#### Yapılacak İşler:
**a.** Maraş haberinin "KKTC Cumhurbaşkanlığı seçimi" sözlerinden başlayıp "olmadığı öne sürüldü." sözlerine kadar, bu sözler de dahil olmak üzere, olan kısmını "hamleden" yerine "adımdan" koyarak yeniden yazın.
**b.** Maraş haberini kaldığı yerden devam ettirin.

#### Alıntı:
━━━━━━━━

İçeriğe geçmek için "Enter"a basın

Gazeteci Cenk Mutluyakalı: Erdoğan iktidarı Kıbrıs’taki seçimlere müdahale ediyor

***Metinde yer alan görüşler yazar(lar)ına ait olup, HyeTert’in görüşlerini yansıtmak zorunda değildir.***
Kuzey Kıbrıs (KKTC) Başbakanı Ersin Tatar, Cumhurbaşkanı Tayyip Erdoğan’ın da katıldığı, Kıbrıs’ın kuzeyine su temini projesinin boru hattı onarımı töreninde 46 yıldır kapalı olan Kapalı Maraş’ın bir bölümünün halka açılacağını duyurdular. Kıbrıslı siyasetçiler için dahi sürpriz olan açıklama adada büyük yankı uyandırırken Güney Kıbrıs (Kıbrıs Cumhuriyeti), Yunanistan, Rusya, AB ve BM; kararı BM Güvenlik Konseyi kararlarının ihlali olarak değerlendirdi. Asker kontrolünde bulunan ve yasak bölge olan Kapalı Maraş’ın sahil yolunun açılışı, pazar günü yapılacak seçimler öncesinde hükümeti sarstı. Bölge dün kısmen halkın ziyaretine de açıldı.

KKTC Cumhurbaşkanlığı seçimi öncesinde Halkın Partisi (HP) koalisyon hükümetinden çekilme kararı aldı. Ayrıca, Dışişleri Bakanlığı da dahil hükümet ortaklarının böyle bir hamleden haberi olmadığı öne sürüldü.

━━━━━━━━

#### Listelenen Kayıtlar:
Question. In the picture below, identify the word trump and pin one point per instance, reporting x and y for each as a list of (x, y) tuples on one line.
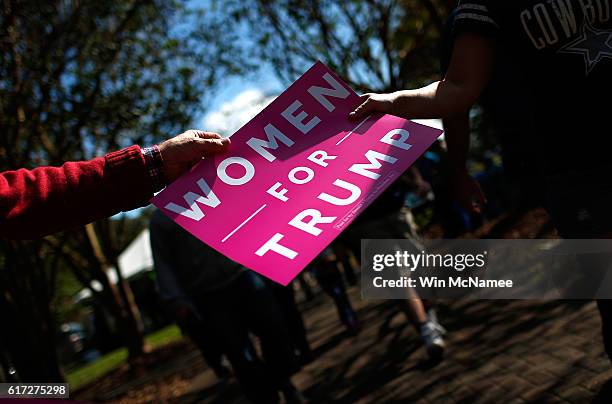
[(308, 219), (295, 176)]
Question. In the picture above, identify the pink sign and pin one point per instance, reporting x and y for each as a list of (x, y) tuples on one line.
[(295, 176)]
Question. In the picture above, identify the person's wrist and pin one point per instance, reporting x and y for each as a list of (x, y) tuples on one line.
[(155, 167)]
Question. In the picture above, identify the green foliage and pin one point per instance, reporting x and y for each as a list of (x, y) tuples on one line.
[(77, 79), (377, 45)]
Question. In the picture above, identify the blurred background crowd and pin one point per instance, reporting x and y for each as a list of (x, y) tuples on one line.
[(79, 78)]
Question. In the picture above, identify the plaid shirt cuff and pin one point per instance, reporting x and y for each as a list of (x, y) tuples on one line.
[(155, 167)]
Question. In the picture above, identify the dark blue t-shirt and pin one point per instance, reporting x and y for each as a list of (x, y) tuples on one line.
[(565, 49)]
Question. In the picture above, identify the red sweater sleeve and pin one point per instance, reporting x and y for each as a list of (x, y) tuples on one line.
[(37, 202)]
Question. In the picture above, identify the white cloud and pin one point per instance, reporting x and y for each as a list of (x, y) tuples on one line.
[(233, 114)]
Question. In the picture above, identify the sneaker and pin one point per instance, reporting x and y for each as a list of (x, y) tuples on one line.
[(432, 317), (432, 339)]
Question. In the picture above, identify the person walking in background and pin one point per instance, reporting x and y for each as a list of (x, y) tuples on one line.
[(44, 200), (387, 218), (231, 303), (565, 50)]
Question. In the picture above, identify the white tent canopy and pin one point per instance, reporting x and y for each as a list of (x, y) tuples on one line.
[(135, 259)]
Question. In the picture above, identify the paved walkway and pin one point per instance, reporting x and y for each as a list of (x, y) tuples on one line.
[(498, 352)]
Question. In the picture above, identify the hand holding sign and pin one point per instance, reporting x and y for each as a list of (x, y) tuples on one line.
[(295, 176)]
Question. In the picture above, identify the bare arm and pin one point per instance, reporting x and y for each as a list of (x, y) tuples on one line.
[(467, 76)]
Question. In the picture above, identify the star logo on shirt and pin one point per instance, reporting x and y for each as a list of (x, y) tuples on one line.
[(593, 44)]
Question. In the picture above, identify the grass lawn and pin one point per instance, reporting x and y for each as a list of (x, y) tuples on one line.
[(101, 366)]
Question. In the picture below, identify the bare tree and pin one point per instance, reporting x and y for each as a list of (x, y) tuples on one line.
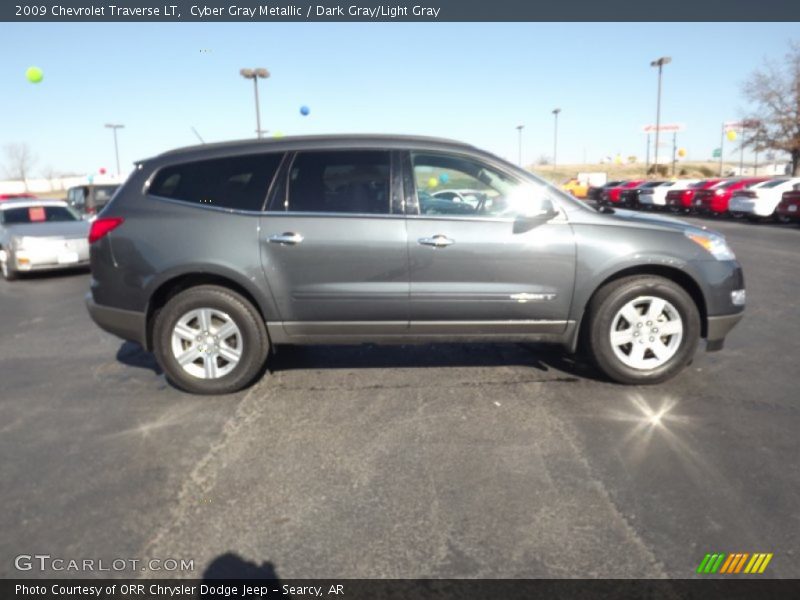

━━━━━━━━

#### Alıştırma Yanıtları:
**a.**
KKTC Cumhurbaşkanlığı seçimi öncesinde Halkın Partisi (HP) koalisyon hükümetinden çekilme kararı aldı. Ayrıca, Dışişleri Bakanlığı da dahil hükümet ortaklarının böyle bir adımdan haberi olmadığı öne sürüldü.

**b.**
Peki, Kapalı Maraş hamlesi ne anlama geliyor? Bu hamlenin 11 Ekim’de yapılacak seçimlerle ilgisi var mı? 46 yıldır kapalı olan bir alan BM kararına rağmen nasıl açılacak? Tüm bu soruları Kıbrıs’ta yayın yapan Yenidüzen Genel Yayın Yönetmeni Cenk Mutluyakalı ile konuştuk.

Mutluyakalı, Maraş’ın açılmasının, siyasi ve hukuki düzlemde çok daha derinlemesine bir sonuç gerektirdiğini söylerken, Türkiye’nin aslında “Maraş’ı açma” kararı olmadığını belirtti.

Fotoğraf: Cenk Mutluyakalı’nın kişisel arşivi

“AÇILAN SADACE SAHİL YOLU”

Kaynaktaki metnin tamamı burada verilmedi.